* _BRIEF_: Transcribe the records below from the first line to the line that includes "Task | locate the white", inclusive, and omit the pictures.

* _TASK INPUT_:
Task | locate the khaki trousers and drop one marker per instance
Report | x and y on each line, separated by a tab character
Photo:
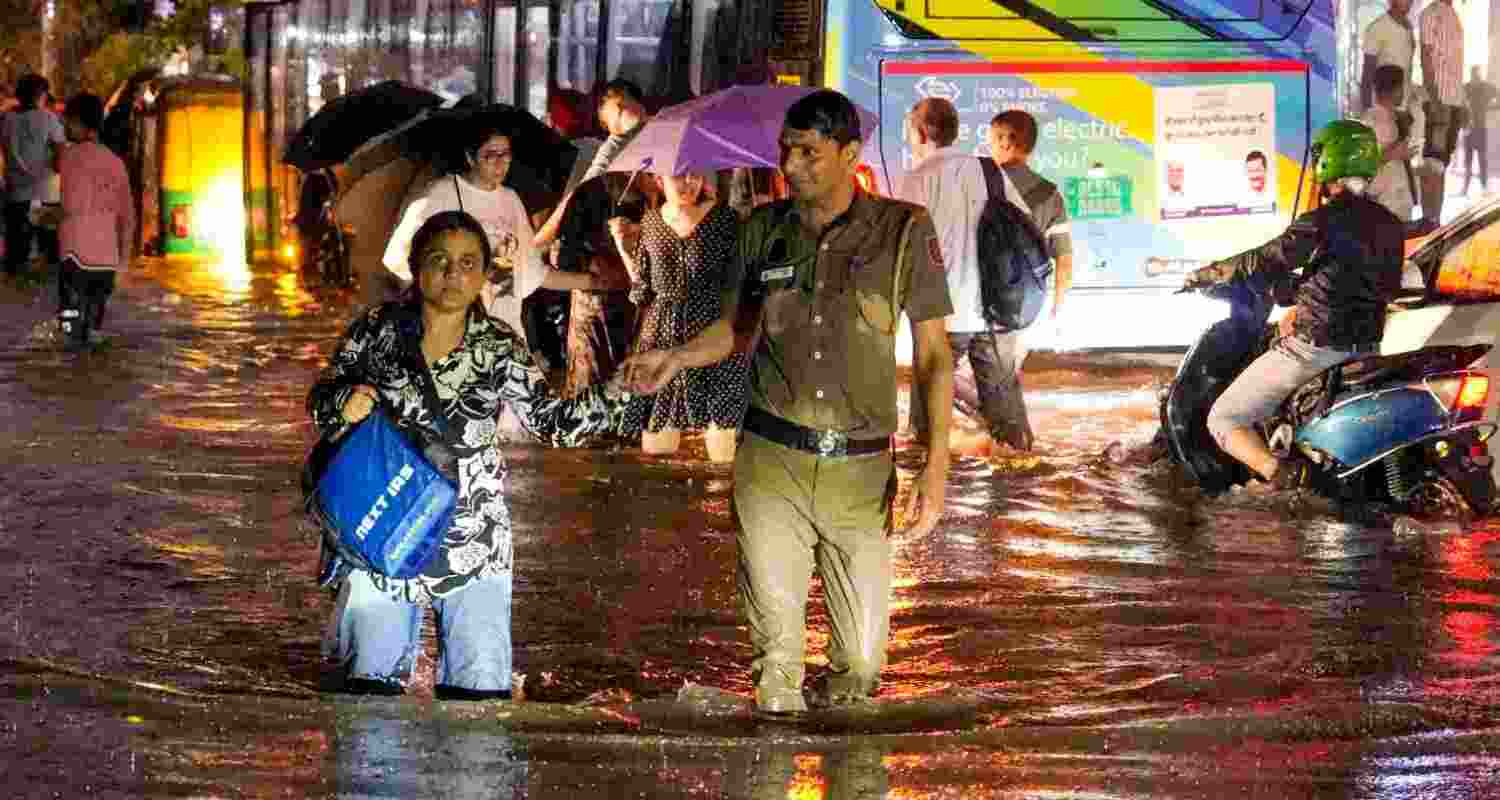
797	512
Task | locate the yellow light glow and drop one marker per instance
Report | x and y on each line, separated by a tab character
219	222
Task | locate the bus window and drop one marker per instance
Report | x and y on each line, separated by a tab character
539	35
504	75
644	39
578	44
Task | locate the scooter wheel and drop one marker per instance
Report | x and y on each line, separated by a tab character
1439	499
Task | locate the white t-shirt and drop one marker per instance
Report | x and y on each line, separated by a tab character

* _ANSWER SPACE_:
Task | locate the khaki trousers and drop one marker per instance
Report | x and y on each line, separated by a tab character
Photo:
797	512
Task | locate the yellow light glow and drop one marker per instance
Report | x and y on each line, separated by a tab character
219	222
Task | locate the bus window and drop one marker per instance
Report | x and y on each line, separated by a tab character
539	35
504	75
644	39
578	44
Task | locate the scooter wheel and drop one marker per instance
Report | x and y on each line, separated by a tab character
1439	499
Task | locate the white t-shirt and drop one marker per instance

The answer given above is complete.